SOURCE DOCUMENT:

----

The plaintiff argues that a reasonable jury could find that PHRC subjected him to a racist and hostile working environment violating Title VII until he was terminated on April 9, 2019. His complaint includes incidents occurring after the settlement agreement but fails to account for how they are "sufficiently related" to any of the previous alleged acts of hostility based on race. Although the plaintiff has alleged certain instances of animus based on race from his interactions with the previous executive director and Ms. Roth stretching back to 2016, he has failed to make the connection between those incidents and his contentious relationship with Executive Director Lassiter, which occurred in 2018 and 2019 years after the settlement agreement. As the defendant points out, Mr. Lassiter was not employed by PHRC at the time of the settlement agreement and thus had no connection to the previous claims of discrimination. Thus, there is little temporal or topical connection between the events of 2014 through 2016 which took place during Ms. Roth's tenure, and Cooper's dissatisfaction with the alleged inaction of Mr. Lassiter in 2018 and 2019. More fundamentally, to the extent that Cooper wishes to resurrect these matters from 2014 through 2016 and conflate them into a sweeping hostile workplace discrimination claim, he has not taken the necessary legal steps required to revive these claims which were settled in an EEOC pre-decisional settlement agreement. To the extent that the plaintiff asks this court to relitigate instances of race discrimination that were settled in this fashion before the EEOC, we are unable to do so. The plaintiff appears to assert that he is entitled to reinitiate his claim due to an alleged breach of the settlement agreement, however, according to its regulations, the EEOC has sole discretion to enforce the terms of its settlement agreements:

Cooper attempts to bridge the gulf between these disparate events engaged in by different actors over the span of many years by arguing that it was specifically his relationship with Ms. Roth that initially resulted in an ongoing hostile environment in 2014, asserting that, in 2017, Ms. Roth harassed him by taking away his work responsibilities and contending that in 2019 Ms. Roth sent a letter stating the plaintiff should be fired, (Doc. 51, at 14). He also cites to other complaints of discrimination and harassment by other employees unrelated to his claim. These discrete incidents do not amount to severe, pervasive, and intentional harassment based on his race and thus he has not shown that this allegedly hostile work environment based on race discrimination was ongoing.

----

PROMPT A: Reproduce the records starting at the line containing "Expected: for every instance of the red fire" and ending at the end of the records, with "fire hydrant post" replaced by "fire hydrant" and everything else left unchanged.
The records have no connection to the text above.

----

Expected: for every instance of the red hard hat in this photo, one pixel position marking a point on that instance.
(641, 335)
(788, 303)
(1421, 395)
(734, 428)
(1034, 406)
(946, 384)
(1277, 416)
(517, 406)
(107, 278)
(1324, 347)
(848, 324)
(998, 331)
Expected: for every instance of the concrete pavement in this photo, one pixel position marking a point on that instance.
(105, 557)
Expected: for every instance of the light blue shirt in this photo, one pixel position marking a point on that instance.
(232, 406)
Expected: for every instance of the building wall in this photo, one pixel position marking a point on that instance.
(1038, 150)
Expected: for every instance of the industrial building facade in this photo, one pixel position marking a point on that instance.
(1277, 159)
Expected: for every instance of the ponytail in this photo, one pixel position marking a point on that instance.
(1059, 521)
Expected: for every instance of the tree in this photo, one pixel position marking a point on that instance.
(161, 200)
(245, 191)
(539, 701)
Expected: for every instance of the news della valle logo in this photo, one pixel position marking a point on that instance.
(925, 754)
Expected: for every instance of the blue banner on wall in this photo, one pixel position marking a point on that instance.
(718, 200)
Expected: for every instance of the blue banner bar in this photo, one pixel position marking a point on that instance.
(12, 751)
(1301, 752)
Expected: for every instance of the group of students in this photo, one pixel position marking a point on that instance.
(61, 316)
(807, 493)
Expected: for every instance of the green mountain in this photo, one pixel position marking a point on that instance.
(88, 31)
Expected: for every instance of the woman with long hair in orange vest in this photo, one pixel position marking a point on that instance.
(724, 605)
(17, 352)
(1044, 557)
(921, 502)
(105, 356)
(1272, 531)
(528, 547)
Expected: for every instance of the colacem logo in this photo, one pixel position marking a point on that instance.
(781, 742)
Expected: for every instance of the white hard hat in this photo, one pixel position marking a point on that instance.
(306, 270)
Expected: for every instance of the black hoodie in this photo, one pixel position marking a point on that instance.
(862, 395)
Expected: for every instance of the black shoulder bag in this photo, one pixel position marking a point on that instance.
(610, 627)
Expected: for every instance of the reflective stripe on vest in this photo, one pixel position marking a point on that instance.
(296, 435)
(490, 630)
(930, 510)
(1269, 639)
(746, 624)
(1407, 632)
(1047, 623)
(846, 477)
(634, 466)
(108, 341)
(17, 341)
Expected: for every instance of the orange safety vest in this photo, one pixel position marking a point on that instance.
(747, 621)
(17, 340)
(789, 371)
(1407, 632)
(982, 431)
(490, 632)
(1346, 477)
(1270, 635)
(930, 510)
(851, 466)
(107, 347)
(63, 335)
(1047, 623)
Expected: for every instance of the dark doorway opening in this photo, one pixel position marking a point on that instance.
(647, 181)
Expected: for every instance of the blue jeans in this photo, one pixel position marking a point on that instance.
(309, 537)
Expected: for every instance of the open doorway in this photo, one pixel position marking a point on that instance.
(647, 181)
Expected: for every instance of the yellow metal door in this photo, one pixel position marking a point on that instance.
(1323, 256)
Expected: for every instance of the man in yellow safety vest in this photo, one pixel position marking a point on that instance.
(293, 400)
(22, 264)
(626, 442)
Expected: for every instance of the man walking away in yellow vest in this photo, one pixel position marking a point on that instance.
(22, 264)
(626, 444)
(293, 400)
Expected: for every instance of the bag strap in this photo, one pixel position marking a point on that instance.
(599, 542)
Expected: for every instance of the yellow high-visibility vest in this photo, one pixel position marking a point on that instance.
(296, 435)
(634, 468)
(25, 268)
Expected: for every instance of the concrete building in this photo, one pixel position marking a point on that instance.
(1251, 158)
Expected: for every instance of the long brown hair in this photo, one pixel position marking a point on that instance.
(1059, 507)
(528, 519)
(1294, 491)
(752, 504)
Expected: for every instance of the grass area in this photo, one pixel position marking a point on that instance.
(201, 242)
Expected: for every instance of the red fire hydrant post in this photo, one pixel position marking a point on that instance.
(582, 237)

----

PROMPT B: Carry on the court opinion on the hostile work environment claim from the point where it stops.

TASK RESPONSE A:
Expected: for every instance of the red fire hydrant in this photo, one pixel position marking a point on that instance.
(582, 237)

TASK RESPONSE B:
Any settlement agreement knowingly and voluntarily agreed to by the parties, reached at any stage of the complaint process, shall be binding on both parties. Final action that has not been the subject of an appeal or civil action shall be binding on the agency. If the complainant believes that the agency has failed to comply with the terms of a settlement agreement or decision, the complainant shall notify the EEO Director, in writing, of the alleged noncompliance within 30 days of when the complainant knew or should have known of the alleged noncompliance. The complainant may request that the terms of settlement agreement be specifically implemented or, alternatively, that the complaint be reinstated for further processing from the point processing ceased.

29 C.F.R. § 1614.504(a).

Moreover, the settlement agreement itself provided that "the EEOC is authorized to investigate compliance with this Agreement, and to bring legal action to enforce the Settlement." (Doc. 1-2 at 19). Thus, the agreement vested the EEOC with the exclusive authority to make determinations concerning breach of this agreement.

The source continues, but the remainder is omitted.